(Entries drawn from a collection)
— Start —
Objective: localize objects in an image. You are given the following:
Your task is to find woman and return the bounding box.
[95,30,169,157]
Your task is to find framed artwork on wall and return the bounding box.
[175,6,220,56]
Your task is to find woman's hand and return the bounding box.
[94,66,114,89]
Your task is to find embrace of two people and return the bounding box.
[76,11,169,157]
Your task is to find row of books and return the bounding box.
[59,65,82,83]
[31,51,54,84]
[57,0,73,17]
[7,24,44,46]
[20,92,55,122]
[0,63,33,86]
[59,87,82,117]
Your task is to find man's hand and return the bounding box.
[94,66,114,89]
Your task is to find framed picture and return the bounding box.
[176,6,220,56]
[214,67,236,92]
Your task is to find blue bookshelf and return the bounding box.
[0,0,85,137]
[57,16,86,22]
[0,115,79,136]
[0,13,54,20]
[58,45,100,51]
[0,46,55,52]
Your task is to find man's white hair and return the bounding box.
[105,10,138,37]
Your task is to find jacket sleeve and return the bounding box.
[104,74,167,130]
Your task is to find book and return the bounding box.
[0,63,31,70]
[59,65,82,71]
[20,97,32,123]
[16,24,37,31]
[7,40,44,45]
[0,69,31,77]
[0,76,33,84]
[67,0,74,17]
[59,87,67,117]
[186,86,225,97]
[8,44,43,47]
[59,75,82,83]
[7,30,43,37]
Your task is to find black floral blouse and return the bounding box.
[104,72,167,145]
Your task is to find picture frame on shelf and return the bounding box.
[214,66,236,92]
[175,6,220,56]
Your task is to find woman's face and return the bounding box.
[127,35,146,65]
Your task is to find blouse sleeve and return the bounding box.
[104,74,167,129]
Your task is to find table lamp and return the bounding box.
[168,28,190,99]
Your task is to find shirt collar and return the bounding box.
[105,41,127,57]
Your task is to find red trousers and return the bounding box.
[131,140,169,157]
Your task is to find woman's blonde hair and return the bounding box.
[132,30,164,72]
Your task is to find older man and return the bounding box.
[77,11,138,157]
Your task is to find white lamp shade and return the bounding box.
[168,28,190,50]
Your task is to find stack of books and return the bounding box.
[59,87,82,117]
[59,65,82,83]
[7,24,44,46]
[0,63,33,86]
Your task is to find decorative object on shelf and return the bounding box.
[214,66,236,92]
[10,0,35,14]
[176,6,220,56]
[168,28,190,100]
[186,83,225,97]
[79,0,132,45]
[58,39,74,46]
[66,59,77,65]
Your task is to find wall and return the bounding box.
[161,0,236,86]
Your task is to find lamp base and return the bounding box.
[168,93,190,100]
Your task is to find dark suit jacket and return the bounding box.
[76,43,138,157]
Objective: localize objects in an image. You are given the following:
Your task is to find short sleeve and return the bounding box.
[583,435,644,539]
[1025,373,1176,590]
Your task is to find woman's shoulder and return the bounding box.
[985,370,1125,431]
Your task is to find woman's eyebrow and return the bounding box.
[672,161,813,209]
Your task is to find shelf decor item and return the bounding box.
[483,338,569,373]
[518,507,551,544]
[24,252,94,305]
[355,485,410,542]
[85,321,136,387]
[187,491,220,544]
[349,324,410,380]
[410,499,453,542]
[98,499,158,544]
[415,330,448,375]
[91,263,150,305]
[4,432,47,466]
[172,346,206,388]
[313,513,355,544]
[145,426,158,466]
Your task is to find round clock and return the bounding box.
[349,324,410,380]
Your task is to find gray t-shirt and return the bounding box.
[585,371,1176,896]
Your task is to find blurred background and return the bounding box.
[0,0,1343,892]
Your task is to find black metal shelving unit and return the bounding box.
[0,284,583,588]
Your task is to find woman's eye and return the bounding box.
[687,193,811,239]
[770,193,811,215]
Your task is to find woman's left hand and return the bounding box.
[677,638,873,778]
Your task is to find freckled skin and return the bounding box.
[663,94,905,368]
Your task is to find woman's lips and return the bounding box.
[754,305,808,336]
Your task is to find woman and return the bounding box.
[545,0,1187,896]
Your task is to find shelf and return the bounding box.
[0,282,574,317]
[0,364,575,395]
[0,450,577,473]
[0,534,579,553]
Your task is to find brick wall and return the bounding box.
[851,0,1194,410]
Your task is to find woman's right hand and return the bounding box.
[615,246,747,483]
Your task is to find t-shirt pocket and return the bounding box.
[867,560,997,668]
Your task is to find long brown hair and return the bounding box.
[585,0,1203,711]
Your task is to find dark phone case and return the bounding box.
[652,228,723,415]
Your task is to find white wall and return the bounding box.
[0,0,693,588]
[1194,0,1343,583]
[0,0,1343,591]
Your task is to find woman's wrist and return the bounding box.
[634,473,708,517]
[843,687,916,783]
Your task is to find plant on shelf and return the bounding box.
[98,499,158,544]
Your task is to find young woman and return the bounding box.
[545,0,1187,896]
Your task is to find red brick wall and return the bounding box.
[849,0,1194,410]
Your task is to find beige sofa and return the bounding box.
— End —
** Task description **
Copy the listing word for word, beginning with its first line and continuing through the line that contains "[104,74,167,130]", with both of those lines included.

** Written solution **
Objective: localize objects in an image. You are given the following:
Your task is to find woman and return the bounding box.
[95,30,169,157]
Your task is to find framed artwork on wall and return the bounding box.
[175,6,220,56]
Your task is to find woman's hand and return the bounding box.
[94,66,114,89]
Your task is to find embrace of two people and return the bounding box.
[76,11,169,157]
Your task is to find row of books and return the bounding box.
[59,65,82,83]
[31,51,54,84]
[57,0,73,17]
[7,24,44,46]
[20,92,55,122]
[0,63,33,86]
[59,87,82,117]
Your task is to find man's hand and return the bounding box.
[94,66,114,89]
Your task is to find framed picture and return the bounding box.
[176,6,220,56]
[214,67,236,92]
Your task is to find blue bookshelf and return the bounding box.
[0,0,85,137]
[57,16,86,22]
[0,115,79,136]
[0,13,54,20]
[58,45,100,51]
[0,46,55,52]
Your task is to find man's white hair and return the bounding box.
[105,10,138,37]
Your task is to find jacket sleeve and return the bounding box.
[104,74,167,130]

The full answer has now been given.